Reproduce each of the items below word for word, leaving out the pictures.
########################################
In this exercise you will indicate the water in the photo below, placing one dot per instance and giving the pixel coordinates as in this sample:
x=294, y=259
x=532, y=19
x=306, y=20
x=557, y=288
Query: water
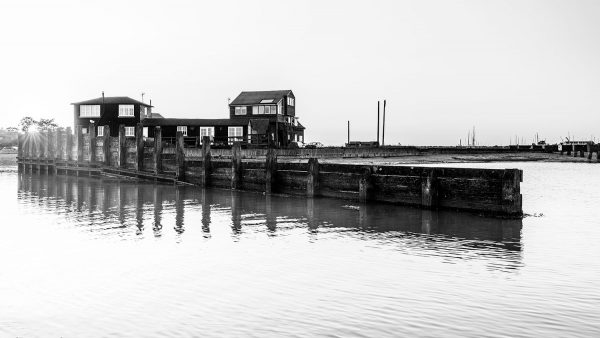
########################################
[ANSWER BELOW]
In this exercise you will indicate the water in the photo below, placing one dot per instance and giving the pixel coordinates as in this sample:
x=294, y=259
x=532, y=19
x=306, y=20
x=557, y=288
Query: water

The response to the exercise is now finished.